*** Opening of Data supplied ***
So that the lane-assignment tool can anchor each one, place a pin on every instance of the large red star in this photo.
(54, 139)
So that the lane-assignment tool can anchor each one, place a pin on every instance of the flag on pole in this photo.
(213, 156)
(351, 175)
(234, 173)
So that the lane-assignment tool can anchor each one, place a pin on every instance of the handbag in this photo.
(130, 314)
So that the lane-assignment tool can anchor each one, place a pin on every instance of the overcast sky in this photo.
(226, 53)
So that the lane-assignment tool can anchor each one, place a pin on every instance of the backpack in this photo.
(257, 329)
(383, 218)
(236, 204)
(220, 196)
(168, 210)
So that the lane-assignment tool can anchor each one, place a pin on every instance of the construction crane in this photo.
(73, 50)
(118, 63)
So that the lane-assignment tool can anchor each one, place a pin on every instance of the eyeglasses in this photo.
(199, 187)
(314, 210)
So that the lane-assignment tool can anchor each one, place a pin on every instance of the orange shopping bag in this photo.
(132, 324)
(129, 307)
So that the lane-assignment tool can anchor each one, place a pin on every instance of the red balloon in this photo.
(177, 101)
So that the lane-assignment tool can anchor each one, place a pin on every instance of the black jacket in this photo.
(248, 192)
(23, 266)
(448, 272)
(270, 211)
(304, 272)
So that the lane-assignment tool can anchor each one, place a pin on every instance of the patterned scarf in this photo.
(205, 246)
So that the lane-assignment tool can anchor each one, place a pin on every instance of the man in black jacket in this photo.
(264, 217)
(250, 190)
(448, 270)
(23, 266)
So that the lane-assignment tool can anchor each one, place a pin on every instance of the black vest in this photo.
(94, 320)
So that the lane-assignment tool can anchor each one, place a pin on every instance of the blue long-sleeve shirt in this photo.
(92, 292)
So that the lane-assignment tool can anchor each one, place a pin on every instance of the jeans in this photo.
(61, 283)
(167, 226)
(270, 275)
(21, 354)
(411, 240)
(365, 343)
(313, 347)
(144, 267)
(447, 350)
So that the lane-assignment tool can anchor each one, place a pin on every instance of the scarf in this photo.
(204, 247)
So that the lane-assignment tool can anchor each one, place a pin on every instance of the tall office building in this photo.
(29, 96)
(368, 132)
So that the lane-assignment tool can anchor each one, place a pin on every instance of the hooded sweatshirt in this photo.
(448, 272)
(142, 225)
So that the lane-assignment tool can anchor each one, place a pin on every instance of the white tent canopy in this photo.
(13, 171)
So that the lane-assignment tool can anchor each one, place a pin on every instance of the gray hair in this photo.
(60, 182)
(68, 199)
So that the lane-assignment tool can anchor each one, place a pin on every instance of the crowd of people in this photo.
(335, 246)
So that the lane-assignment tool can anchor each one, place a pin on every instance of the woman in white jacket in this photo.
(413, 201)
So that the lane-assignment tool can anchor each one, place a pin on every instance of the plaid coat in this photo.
*** Close of Data supplied ***
▶ _What this task involves_
Locate "white jacket in this photo." in the material, then quote the line that contains it and all lines after it through the final one.

▶ _Solution for this exercise_
So that the lane-assignment tool can anchor each one, place a pin on every instance of the woman in white jacket in this photo.
(413, 201)
So that the lane-assignment tool can anchor each one, place a pin on every instance of the plaid coat in this photo.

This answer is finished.